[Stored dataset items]
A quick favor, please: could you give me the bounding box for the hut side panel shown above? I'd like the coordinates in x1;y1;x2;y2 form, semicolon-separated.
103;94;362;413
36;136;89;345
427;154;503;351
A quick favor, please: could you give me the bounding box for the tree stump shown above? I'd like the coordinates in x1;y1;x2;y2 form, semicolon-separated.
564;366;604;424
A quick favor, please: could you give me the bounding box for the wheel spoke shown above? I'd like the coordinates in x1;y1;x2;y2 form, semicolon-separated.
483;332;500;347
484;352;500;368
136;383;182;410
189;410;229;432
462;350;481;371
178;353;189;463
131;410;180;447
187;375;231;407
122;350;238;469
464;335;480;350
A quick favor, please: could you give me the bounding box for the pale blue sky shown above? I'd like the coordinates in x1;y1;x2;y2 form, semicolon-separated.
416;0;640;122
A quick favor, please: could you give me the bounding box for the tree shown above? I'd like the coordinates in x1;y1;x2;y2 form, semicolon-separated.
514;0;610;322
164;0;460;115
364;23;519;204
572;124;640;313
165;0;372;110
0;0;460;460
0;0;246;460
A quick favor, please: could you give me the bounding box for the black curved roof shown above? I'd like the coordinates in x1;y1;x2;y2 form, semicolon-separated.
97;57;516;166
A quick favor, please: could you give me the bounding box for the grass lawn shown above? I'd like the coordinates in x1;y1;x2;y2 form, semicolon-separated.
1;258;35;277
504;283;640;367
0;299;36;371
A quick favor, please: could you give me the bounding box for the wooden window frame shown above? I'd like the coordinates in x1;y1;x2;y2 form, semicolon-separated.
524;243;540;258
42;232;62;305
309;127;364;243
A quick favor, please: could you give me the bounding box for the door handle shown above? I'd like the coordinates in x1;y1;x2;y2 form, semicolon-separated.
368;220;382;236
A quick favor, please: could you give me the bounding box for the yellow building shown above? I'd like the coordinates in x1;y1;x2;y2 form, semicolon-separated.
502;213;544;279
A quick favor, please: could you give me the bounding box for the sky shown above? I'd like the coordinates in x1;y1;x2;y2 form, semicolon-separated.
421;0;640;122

What is being asked> Turn the data above into a Markdown table with two columns, Row and Entry, giving each line its number under Row and the line itself under Entry. Leave out blank lines.

The completed task>
| Row | Entry |
|---|---|
| 1 | A quick favor, please: could you give me the bounding box for the hut side panel shown above? I'd like the coordinates in x1;y1;x2;y2 form, semicolon-separated. |
| 2 | 103;94;362;413 |
| 3 | 36;136;89;345 |
| 4 | 427;154;503;351 |
| 5 | A quick favor, please: could you give me the bounding box for the tree stump shown above? I'd like the coordinates in x1;y1;x2;y2 form, semicolon-separated. |
| 6 | 564;366;604;424 |
| 7 | A quick favor, please: could you give me the bounding box for the wheel spoke shown above? I'd like the coordinates in x1;y1;x2;y2 form, semicolon-separated. |
| 8 | 483;332;500;347 |
| 9 | 484;352;500;368 |
| 10 | 136;383;182;410 |
| 11 | 189;410;229;432 |
| 12 | 462;350;481;371 |
| 13 | 178;353;189;463 |
| 14 | 131;410;180;447 |
| 15 | 187;375;231;407 |
| 16 | 122;350;238;469 |
| 17 | 464;335;480;350 |
| 18 | A quick favor, please: could you give me the bounding box for the pale blue sky shown above? I'd like the coordinates in x1;y1;x2;y2 form, semicolon-separated. |
| 19 | 416;0;640;122 |
| 20 | A quick favor, please: could you give me the bounding box for the tree shown above? I'd like the coordinates in x1;y1;x2;y2 form, semicolon-separated. |
| 21 | 514;0;610;322 |
| 22 | 164;0;460;115 |
| 23 | 364;23;519;204 |
| 24 | 572;124;640;313 |
| 25 | 165;0;372;110 |
| 26 | 0;0;460;460 |
| 27 | 0;0;246;460 |
| 28 | A quick favor, please: could you give me the bounding box for the black curved roof shown above? I'd like the coordinates in x1;y1;x2;y2 form, semicolon-separated. |
| 29 | 97;57;516;166 |
| 30 | A quick favor, please: could you give me the bounding box for the grass lawn shown above? I'd like the coordinates in x1;y1;x2;y2 form, semicolon-separated. |
| 31 | 1;258;35;277 |
| 32 | 504;283;640;367 |
| 33 | 0;299;36;371 |
| 34 | A quick favor, please: could you give me the bounding box for the wooden window frame shown above? I'd like the coordinates in x1;y1;x2;y2 form, semicolon-separated. |
| 35 | 524;243;540;258 |
| 36 | 42;232;62;305 |
| 37 | 309;127;364;243 |
| 38 | A quick favor, please: could you give me the bounding box for the door handle shown above? I'd like the coordinates in x1;y1;x2;y2 form, semicolon-separated. |
| 39 | 368;220;382;236 |
| 40 | A quick favor, please: could you give me the bounding box for the yellow building shown above? I'd like the coordinates in x1;y1;x2;y2 form, semicolon-separated. |
| 41 | 502;213;544;279 |
| 42 | A quick favor, please: could you give me the bounding box for the sky shown above? I'd like the coordinates in x1;y1;x2;y2 form, semicolon-separated. |
| 43 | 421;0;640;122 |